> _Object location annotation data_:
···

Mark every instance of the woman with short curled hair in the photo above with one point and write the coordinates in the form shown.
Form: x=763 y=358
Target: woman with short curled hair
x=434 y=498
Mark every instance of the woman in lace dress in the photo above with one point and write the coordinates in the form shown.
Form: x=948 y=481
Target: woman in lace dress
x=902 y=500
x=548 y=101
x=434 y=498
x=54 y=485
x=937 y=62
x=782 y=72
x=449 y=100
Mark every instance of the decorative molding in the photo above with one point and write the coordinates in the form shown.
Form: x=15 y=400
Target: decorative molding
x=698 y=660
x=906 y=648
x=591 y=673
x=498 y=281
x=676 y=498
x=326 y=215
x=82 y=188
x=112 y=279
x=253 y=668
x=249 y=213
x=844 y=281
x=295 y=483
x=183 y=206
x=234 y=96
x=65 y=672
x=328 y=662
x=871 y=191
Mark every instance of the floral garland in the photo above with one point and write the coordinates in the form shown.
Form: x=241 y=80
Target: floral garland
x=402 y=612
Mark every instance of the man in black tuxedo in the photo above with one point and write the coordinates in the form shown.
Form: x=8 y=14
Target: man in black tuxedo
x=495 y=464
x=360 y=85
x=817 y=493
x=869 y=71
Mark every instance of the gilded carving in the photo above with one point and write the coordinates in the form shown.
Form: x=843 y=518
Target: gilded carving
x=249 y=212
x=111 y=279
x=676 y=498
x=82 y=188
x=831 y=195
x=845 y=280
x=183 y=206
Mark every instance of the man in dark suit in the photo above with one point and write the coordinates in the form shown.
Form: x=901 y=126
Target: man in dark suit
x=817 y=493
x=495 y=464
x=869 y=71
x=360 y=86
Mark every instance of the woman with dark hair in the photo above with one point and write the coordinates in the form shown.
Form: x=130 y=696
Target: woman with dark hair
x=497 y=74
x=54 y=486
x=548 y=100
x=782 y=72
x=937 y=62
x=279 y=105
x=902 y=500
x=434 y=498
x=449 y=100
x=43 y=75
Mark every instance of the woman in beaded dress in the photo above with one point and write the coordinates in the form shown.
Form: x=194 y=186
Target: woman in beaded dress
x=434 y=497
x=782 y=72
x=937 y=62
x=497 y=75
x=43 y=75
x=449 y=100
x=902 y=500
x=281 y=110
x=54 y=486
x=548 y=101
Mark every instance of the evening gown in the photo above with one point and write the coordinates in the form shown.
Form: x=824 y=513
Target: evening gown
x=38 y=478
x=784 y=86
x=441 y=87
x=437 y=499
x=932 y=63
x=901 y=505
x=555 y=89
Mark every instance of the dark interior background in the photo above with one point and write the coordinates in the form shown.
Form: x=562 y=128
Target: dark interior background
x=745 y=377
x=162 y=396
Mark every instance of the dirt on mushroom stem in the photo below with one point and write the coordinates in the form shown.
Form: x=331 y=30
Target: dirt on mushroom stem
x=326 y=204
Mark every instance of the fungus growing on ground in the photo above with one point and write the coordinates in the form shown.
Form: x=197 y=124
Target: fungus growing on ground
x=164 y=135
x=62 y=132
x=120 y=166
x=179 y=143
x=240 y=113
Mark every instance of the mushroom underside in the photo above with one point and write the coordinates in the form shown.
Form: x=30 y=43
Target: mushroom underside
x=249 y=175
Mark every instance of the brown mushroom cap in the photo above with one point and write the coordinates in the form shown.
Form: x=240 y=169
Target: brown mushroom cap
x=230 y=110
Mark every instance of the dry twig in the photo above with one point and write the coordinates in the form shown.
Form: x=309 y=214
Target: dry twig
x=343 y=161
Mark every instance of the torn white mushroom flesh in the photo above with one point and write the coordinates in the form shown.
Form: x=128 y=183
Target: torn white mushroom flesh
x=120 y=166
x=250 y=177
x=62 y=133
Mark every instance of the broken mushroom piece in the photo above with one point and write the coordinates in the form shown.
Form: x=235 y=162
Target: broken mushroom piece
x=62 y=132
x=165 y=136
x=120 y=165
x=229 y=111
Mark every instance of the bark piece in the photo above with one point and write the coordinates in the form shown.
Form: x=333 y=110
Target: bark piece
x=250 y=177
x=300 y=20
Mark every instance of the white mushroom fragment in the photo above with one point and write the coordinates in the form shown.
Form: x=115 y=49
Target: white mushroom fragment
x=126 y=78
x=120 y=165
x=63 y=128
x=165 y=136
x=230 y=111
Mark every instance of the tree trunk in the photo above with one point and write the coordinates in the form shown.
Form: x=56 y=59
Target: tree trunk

···

> _Exercise directions_: Turn every line of the listing above into a Markdown table with two columns, Row and Line. Number each line under Row and leave out blank lines.

> _Output below_:
| Row | Line |
|---|---|
| 1 | Mark every instance of the woman with short curled hair in the photo above with one point and write the coordinates in the form shown. |
| 2 | Form: x=763 y=358 |
| 3 | Target: woman with short curled hair |
| 4 | x=434 y=498 |
| 5 | Mark every instance of the woman in lace dress in the photo above with one point and write the coordinates in the form shown. |
| 6 | Form: x=948 y=481 |
| 7 | Target: woman in lace dress |
| 8 | x=902 y=500 |
| 9 | x=548 y=101 |
| 10 | x=434 y=498 |
| 11 | x=54 y=485 |
| 12 | x=937 y=62 |
| 13 | x=782 y=72 |
| 14 | x=449 y=100 |
| 15 | Mark every instance of the decorative molding in the photo above with one point and write the coordinates in the form shown. |
| 16 | Form: x=15 y=400 |
| 17 | Target: decorative molding |
| 18 | x=698 y=660 |
| 19 | x=906 y=648 |
| 20 | x=591 y=673 |
| 21 | x=498 y=281 |
| 22 | x=676 y=498 |
| 23 | x=326 y=215 |
| 24 | x=82 y=188 |
| 25 | x=112 y=279 |
| 26 | x=253 y=668 |
| 27 | x=249 y=213 |
| 28 | x=844 y=281 |
| 29 | x=295 y=483 |
| 30 | x=183 y=206 |
| 31 | x=234 y=96 |
| 32 | x=65 y=672 |
| 33 | x=328 y=662 |
| 34 | x=871 y=191 |
| 35 | Mark every instance of the floral garland in the photo above with one point and write the coordinates in the form shown. |
| 36 | Form: x=241 y=80 |
| 37 | Target: floral garland |
| 38 | x=402 y=612 |
| 39 | Mark every instance of the man in black tuxedo in the photo above with one point and write the coordinates in the form shown. |
| 40 | Form: x=8 y=14 |
| 41 | Target: man in black tuxedo |
| 42 | x=495 y=464 |
| 43 | x=360 y=85 |
| 44 | x=817 y=493 |
| 45 | x=869 y=71 |
| 46 | Mark every instance of the gilded carving in the photo above with one point and write the coordinates in the form shown. |
| 47 | Form: x=843 y=518 |
| 48 | Target: gilded carving |
| 49 | x=249 y=212 |
| 50 | x=111 y=279 |
| 51 | x=676 y=498 |
| 52 | x=82 y=188 |
| 53 | x=831 y=195 |
| 54 | x=845 y=280 |
| 55 | x=183 y=206 |
| 56 | Mark every instance of the man in dark suit in the photo above with one point and write the coordinates in the form shown. |
| 57 | Form: x=901 y=126 |
| 58 | Target: man in dark suit |
| 59 | x=817 y=493 |
| 60 | x=495 y=464 |
| 61 | x=869 y=71 |
| 62 | x=360 y=86 |
| 63 | Mark every instance of the woman with dark hair in the photo above with one point and write the coordinates in the form shown. |
| 64 | Form: x=130 y=696 |
| 65 | Target: woman with dark hair |
| 66 | x=497 y=74 |
| 67 | x=54 y=486 |
| 68 | x=548 y=100 |
| 69 | x=782 y=72 |
| 70 | x=937 y=62 |
| 71 | x=279 y=105 |
| 72 | x=902 y=500 |
| 73 | x=434 y=498 |
| 74 | x=449 y=100 |
| 75 | x=43 y=75 |
| 76 | Mark every instance of the woman in beaded dress in the photo above with one point and write the coordinates in the form shown. |
| 77 | Form: x=194 y=186 |
| 78 | Target: woman in beaded dress |
| 79 | x=434 y=497 |
| 80 | x=782 y=72 |
| 81 | x=937 y=62 |
| 82 | x=497 y=75 |
| 83 | x=43 y=75 |
| 84 | x=449 y=100 |
| 85 | x=902 y=500 |
| 86 | x=281 y=110 |
| 87 | x=54 y=486 |
| 88 | x=548 y=101 |
| 89 | Mark every instance of the evening gown in the photo above with one point and write the coordinates in the form shown. |
| 90 | Form: x=824 y=513 |
| 91 | Target: evening gown |
| 92 | x=38 y=478 |
| 93 | x=784 y=86 |
| 94 | x=441 y=87 |
| 95 | x=437 y=499 |
| 96 | x=932 y=63 |
| 97 | x=901 y=505 |
| 98 | x=555 y=89 |
| 99 | Mark every instance of the dark interior background in the photo above with one point and write the coordinates in the form shown. |
| 100 | Form: x=562 y=128 |
| 101 | Target: dark interior background |
| 102 | x=745 y=377 |
| 103 | x=162 y=396 |
| 104 | Mark every instance of the dirt on mushroom stem in the photo below with one point and write the coordinates in the form shown. |
| 105 | Form: x=331 y=30 |
| 106 | Target: dirt on mushroom stem |
| 107 | x=326 y=204 |
| 108 | Mark every instance of the fungus growing on ground in the photo above with one point and write the coordinates in the form shown. |
| 109 | Form: x=197 y=124 |
| 110 | Target: fungus growing on ground |
| 111 | x=164 y=135 |
| 112 | x=62 y=132 |
| 113 | x=120 y=166 |
| 114 | x=179 y=143 |
| 115 | x=240 y=113 |
| 116 | Mark every instance of the mushroom underside in the photo above with one point and write the coordinates in the form shown. |
| 117 | Form: x=30 y=43 |
| 118 | Target: mushroom underside |
| 119 | x=249 y=175 |
| 120 | Mark every instance of the brown mushroom cap in the photo above with one point and write the coordinates in the form shown. |
| 121 | Form: x=240 y=169 |
| 122 | Target: brown mushroom cap |
| 123 | x=230 y=110 |
| 124 | Mark every instance of the dry twig in the photo above with one point and write the coordinates in the form shown. |
| 125 | Form: x=309 y=214 |
| 126 | Target: dry twig |
| 127 | x=343 y=161 |
| 128 | Mark every instance of the torn white mushroom flesh in the photo above with one point and write the coordinates in the form shown. |
| 129 | Form: x=128 y=183 |
| 130 | Target: torn white mushroom flesh |
| 131 | x=120 y=166 |
| 132 | x=250 y=177 |
| 133 | x=62 y=133 |
| 134 | Mark every instance of the broken mushroom piece in the photo above with one point and write the coordinates in the form shown. |
| 135 | Form: x=235 y=162 |
| 136 | Target: broken mushroom piece |
| 137 | x=62 y=132 |
| 138 | x=165 y=136 |
| 139 | x=120 y=165 |
| 140 | x=229 y=111 |
| 141 | Mark every instance of the bark piece in the photo above with one point and write the coordinates in the form shown. |
| 142 | Form: x=333 y=110 |
| 143 | Target: bark piece |
| 144 | x=250 y=177 |
| 145 | x=300 y=20 |
| 146 | Mark every instance of the white mushroom fragment in the photo above with one point and write the coordinates in the form shown. |
| 147 | Form: x=115 y=49 |
| 148 | Target: white mushroom fragment |
| 149 | x=126 y=78 |
| 150 | x=120 y=165 |
| 151 | x=63 y=128 |
| 152 | x=165 y=136 |
| 153 | x=230 y=111 |
| 154 | Mark every instance of the tree trunk in the photo above with one point and write the coordinates in the form shown. |
| 155 | Form: x=56 y=59 |
| 156 | Target: tree trunk |